This kind of thinking informed equally simplistic views about African conflicts: that they could be easily resolved through the intervention of ‘capable’ Western forces (Romeo Dallaire, commander of UN forces in Rwanda, propagated the myth that 5000 trained and equipped Western troops could have stopped the genocide); that conflicts are based on supposedly ancient ethnic and tribal tensions; and that development could be guided by the supposedly benign tutelage of Western aid agencies. ‘Buy a goat,’ runs the fundraising message associated with so many aid agencies, and you can ‘solve world poverty’. There was more than a grain of truth in the observation of Jomo Kenyatta, the first president of independent Kenya, about ‘those professional friends of the African who are prepared to maintain their friendship for eternity as a sacred duty, provided only that the African will continue to play the part of the ignorant savage so that they can monopolize the office of interpreting his mind and speaking for him’.

A problem for humanitarian agencies working in conflict arises because they are often seen—and encourage people to see them—as bearers of a moral or ethical flame. They carry the weight of moral expectation from their donors and the engaged citizens of wealthier countries who genuinely want to see an end to conflict or a focus on long-term investment to reduce poverty. Yet in conflicts these agencies have limited, if any, scope or authority to do more than provide basic humanitarian services that will not ultimately affect the political or economic causes of war.

Some agencies, like Oxfam or Médecins Sans Frontières (MSF), use public denunciation to influence policies that their operational activities cannot. Others, like the International Committee of the Red Cross (ICRC), with its hallowed tradition of Swiss neutrality, place priority on access to vulnerable people and so will only rarely comment publicly on the political motives that cause war and destruction. Along with private advocacy, the Red Cross pursues a narrower humanitarian agenda to try, against the odds, to ensure that civilians receive emergency life-saving assistance and are not targeted by any of the armed forces in a conflict. In a legal nicety, the ICRC therefore supports the Rome Statute (the basis in international law for the establishment of the International Criminal Court, which prosecutes genocide and crimes against humanity). The ICRC has a special exemption from appearing before the court itself or providing trial evidence based on the conduct of the conflicts in which it works. Unlike more advocacy-based assistance organisations, it supports the law but not the lawyers and judges who administer it or the invariable political consequences of the court’s decisions.

Data records.
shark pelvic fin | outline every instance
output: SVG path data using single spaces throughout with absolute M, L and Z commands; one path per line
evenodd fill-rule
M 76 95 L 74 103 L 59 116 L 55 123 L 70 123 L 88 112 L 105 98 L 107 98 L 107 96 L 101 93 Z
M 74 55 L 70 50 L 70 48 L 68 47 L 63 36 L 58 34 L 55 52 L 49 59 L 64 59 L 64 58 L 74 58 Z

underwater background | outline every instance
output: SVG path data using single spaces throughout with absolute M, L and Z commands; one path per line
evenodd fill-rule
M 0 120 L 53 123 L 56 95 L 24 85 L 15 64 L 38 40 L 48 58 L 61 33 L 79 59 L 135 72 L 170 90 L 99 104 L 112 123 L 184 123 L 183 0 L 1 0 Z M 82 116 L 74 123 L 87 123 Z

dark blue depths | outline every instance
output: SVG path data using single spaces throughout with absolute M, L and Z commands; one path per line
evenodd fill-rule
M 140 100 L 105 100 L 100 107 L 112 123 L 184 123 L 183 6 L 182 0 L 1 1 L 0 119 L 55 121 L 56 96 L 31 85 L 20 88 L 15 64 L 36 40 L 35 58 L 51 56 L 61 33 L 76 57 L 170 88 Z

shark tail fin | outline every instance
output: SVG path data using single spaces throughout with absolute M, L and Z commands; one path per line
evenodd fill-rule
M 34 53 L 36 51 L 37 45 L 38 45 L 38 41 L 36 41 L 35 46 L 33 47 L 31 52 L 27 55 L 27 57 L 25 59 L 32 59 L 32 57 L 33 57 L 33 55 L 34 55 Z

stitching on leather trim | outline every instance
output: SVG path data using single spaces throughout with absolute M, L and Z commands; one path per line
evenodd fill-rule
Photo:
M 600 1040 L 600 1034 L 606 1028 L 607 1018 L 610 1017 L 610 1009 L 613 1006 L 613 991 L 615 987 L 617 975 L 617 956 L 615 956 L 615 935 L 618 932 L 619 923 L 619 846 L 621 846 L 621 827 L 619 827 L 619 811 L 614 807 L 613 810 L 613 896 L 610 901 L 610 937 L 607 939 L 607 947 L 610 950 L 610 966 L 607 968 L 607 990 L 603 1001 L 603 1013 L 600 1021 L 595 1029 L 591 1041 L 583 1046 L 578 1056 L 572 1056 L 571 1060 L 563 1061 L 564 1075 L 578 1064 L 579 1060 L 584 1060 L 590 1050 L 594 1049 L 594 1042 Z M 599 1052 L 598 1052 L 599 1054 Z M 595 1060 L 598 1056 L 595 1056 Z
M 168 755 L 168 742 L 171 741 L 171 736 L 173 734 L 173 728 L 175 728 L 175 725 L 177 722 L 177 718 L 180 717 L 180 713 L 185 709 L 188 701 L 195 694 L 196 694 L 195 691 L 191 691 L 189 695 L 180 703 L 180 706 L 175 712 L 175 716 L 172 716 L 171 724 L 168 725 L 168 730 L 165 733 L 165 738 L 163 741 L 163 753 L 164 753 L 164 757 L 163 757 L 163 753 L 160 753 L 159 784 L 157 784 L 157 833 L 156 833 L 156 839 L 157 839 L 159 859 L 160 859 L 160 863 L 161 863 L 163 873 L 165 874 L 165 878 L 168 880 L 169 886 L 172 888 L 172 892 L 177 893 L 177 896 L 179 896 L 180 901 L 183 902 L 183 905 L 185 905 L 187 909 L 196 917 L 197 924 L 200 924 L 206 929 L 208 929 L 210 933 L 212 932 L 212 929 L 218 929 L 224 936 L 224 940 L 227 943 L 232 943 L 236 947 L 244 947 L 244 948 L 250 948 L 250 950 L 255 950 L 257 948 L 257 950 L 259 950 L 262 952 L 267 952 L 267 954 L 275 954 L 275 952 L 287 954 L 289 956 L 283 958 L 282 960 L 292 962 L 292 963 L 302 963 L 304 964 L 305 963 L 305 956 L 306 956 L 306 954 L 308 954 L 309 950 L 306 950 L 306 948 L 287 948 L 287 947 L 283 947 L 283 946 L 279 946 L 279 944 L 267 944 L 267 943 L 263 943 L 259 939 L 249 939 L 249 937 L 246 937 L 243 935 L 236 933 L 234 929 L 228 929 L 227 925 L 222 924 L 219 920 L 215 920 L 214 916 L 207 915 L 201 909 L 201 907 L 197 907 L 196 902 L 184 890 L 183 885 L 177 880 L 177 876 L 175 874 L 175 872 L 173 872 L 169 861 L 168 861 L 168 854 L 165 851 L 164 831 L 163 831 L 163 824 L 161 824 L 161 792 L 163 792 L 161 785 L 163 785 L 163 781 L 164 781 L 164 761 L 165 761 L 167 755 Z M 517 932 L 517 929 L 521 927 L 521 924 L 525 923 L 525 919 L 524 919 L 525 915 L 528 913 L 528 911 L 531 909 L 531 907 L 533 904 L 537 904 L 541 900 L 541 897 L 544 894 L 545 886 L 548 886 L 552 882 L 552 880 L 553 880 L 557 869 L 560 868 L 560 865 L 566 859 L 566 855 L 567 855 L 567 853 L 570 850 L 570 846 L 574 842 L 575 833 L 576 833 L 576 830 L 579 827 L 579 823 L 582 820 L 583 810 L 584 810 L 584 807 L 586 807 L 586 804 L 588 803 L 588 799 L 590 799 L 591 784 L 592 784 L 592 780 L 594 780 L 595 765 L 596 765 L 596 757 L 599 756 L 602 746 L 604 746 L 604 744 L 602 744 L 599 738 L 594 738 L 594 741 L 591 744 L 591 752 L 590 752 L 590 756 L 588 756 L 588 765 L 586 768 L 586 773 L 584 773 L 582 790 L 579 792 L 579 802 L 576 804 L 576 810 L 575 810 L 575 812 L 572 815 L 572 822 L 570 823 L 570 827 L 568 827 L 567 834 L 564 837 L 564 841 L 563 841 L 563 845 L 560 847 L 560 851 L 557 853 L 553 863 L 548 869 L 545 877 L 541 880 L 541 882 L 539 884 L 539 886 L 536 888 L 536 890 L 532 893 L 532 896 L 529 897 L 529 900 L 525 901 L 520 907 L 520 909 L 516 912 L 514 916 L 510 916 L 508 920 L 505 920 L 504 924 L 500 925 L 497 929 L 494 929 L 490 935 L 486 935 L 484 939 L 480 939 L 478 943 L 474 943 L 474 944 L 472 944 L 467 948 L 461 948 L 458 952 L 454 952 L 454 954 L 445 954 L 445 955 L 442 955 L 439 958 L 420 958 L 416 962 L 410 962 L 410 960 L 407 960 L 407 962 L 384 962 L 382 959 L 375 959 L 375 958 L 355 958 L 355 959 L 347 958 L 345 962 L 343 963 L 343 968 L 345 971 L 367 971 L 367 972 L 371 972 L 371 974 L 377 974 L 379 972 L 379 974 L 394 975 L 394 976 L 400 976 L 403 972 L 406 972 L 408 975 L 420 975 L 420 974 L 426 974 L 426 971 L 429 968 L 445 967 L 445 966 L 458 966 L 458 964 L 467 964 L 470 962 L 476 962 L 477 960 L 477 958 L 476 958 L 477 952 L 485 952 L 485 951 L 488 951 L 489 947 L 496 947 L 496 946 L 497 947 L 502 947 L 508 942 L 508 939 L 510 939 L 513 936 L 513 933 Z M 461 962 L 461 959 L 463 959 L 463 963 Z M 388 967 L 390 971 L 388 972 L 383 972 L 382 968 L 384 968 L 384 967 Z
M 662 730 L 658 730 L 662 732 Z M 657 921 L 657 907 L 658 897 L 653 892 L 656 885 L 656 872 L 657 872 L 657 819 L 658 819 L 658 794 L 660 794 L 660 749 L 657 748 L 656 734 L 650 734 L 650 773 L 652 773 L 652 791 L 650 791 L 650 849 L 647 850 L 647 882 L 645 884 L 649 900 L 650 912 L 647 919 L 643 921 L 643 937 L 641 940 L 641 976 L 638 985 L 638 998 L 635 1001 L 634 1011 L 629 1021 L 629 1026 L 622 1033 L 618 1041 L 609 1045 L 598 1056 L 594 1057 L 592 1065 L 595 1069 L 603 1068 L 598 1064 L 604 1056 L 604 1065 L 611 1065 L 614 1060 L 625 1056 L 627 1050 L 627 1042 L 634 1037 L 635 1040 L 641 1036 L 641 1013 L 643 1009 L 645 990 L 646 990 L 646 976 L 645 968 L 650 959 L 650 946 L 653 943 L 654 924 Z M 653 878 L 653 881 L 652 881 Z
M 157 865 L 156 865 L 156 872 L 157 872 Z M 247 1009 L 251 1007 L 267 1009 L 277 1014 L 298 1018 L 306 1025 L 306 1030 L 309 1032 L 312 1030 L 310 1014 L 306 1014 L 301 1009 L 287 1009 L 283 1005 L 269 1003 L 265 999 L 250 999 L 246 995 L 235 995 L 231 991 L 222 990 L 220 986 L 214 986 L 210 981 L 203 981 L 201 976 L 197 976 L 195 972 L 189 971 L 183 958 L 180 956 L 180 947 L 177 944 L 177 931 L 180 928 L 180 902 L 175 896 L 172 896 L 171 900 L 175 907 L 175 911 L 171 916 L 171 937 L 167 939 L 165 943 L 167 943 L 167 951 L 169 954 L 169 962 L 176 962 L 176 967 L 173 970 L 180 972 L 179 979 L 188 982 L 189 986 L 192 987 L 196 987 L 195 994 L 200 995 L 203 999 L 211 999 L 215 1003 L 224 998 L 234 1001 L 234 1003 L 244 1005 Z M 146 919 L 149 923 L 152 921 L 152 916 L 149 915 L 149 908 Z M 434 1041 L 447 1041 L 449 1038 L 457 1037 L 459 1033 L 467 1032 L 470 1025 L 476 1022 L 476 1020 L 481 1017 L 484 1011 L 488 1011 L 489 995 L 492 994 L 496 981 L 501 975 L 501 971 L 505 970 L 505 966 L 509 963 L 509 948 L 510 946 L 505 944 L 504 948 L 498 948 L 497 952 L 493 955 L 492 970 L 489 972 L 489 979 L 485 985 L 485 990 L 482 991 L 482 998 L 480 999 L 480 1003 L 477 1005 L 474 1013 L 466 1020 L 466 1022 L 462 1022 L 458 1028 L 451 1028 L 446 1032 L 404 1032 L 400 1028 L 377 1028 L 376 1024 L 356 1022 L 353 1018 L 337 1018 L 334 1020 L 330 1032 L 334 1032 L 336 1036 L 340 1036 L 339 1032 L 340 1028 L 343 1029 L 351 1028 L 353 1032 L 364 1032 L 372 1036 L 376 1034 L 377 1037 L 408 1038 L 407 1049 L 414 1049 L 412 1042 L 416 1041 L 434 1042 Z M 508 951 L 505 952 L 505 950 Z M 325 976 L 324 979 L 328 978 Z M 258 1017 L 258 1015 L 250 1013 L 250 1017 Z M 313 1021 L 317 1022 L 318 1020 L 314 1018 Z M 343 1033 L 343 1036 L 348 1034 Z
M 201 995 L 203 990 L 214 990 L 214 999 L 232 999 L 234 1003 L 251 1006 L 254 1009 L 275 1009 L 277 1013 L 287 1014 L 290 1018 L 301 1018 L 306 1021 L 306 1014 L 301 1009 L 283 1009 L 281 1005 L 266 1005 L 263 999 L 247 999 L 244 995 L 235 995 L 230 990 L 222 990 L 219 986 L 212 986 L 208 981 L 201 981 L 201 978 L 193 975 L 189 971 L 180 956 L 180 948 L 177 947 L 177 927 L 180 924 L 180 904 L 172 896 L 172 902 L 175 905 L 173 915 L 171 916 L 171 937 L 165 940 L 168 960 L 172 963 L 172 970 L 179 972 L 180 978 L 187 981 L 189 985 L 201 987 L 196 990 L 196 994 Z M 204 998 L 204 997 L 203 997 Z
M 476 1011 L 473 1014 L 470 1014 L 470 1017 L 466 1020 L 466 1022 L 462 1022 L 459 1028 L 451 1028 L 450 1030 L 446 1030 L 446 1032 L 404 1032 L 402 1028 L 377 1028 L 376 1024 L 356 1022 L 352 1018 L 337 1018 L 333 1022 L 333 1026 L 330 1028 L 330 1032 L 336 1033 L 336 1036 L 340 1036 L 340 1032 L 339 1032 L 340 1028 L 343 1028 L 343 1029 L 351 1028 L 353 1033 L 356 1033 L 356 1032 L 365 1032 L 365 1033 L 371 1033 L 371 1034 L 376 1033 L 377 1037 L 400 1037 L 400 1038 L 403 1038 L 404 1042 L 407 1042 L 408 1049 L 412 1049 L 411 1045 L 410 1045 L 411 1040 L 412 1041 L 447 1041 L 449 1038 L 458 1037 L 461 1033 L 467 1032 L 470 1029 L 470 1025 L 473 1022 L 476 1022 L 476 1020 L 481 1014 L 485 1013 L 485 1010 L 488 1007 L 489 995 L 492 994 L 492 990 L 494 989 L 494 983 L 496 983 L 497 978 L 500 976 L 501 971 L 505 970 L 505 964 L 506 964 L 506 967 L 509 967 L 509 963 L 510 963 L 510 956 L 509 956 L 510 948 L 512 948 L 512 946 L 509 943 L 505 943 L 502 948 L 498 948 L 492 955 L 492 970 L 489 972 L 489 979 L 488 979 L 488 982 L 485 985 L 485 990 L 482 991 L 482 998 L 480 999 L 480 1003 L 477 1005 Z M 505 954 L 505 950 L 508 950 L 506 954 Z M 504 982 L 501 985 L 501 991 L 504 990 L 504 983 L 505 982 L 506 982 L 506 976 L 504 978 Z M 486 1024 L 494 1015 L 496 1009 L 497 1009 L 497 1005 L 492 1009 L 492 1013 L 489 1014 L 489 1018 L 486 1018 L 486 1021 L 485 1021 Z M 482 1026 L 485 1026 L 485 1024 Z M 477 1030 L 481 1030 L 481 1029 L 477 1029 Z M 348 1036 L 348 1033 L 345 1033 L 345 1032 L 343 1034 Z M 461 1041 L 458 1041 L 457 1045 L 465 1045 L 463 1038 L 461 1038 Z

Given instruction. Extend the passage on humanitarian agencies in African conflicts beyond its final sentence.

Result for this task.
It is in conflict situations that the humanitarian ideal runs into the most difficulty. Some have argued that humanitarianism is beginning to take the place of ideology in a post–Cold War world infatuated with international law and other technocratic solutions to complex political, ethical and historical problems. In the past, activists have sought to change society radically for the better: to gain independence; to afford rights, protection and representation; to ensure justice and equality before the crushing wheels of the market or the majority. Humanitarianism, in its proper form, does none of these things—it only attempts to make things less worse. It is an extension of, and an improvement upon, the condescending but still prevalent concept of charity. For many NGOs and in university courses, the term ‘humanitarianism’ is magically imbued with the rump of liberal causes and ideas. In this view, humanitarian action can somehow promote human rights, stop wars, and further social justice. Although it touches on all of these things, humanitarianism is a practice—often a technical and technocratic response to people with immediate life-preserving needs. It cannot change the political, social, and cultural landscape in which humanitarian action takes place, no matter how appalling the situation. It is the provision of band-aids magnified to the thousandth degree. In some cases this is sufficient. But in many, if not most, situations humanitarian action falls woefully short of the moral, political and financial commitments needed to preserve life, dignity and the environment in the longer term. Humanitarian work is a limited mechanism that is often overburdened with expectations of a solution that it simply cannot provide. Something that becomes even more problematic when, as in Afghanistan, almost all of the relief agencies (with the exceptions of MSF and the ICRC) were entirely funded by the governments of the belligerent powers.

On Pakistan Day, August 2007, I escaped from the confinement of our ring-fenced office where the pressures of work and the cautions of overzealous security officers had us imprisoned in ‘lockdown’. Public holidays, religious festivals, meetings and gatherings of any sort—even Friday afternoon prayers—sent the ex-marine security officers from the UN Department of Safety and Security into paroxisms of fear. We were told to ‘reduce our profile’, take down flags and markings, park cars in the ‘go’ position, and for days and weeks on end we could not leave the secure compound with its high concrete walls and sleeping guards. Often alone in the office and annoyed by these restrictions, which I felt were completely unjustified, I made it my daily task to breach protocol in some way. At first this was a short lunchtime walk around the neighbourhood, which soon developed into chats with the local shop owners and an occasional game of street cricket. During lockdown, colleagues would sometimes come—strictly against orders—to keep me company and to continue to work in the best way we could, until finally Pakistan Day drew near and I was presented with an offer I could not refuse.

On this day, once a year, Pakistan Rail ran a celebratory train ride from the grand Saracen Gothic central station in Peshawar through the Khyber Pass and down to the border with Afghanistan. I had been invited to stop off along the way to have lunch at the mess of the famous Khyber Rifles regiment, where a colleague’s brother was stationed. I was bored and this seemed the ideal way to break the lockdown monotony. So we hired a taxi and for a jittery moment I hid in the boot to avoid detection at the fairly cursory military road checks before starting on the road to Peshawar. It was sheer joy: the oppression of largely solitary confinement was behind me as we sped away from the village towards the tumult of Pakistan’s most exciting city.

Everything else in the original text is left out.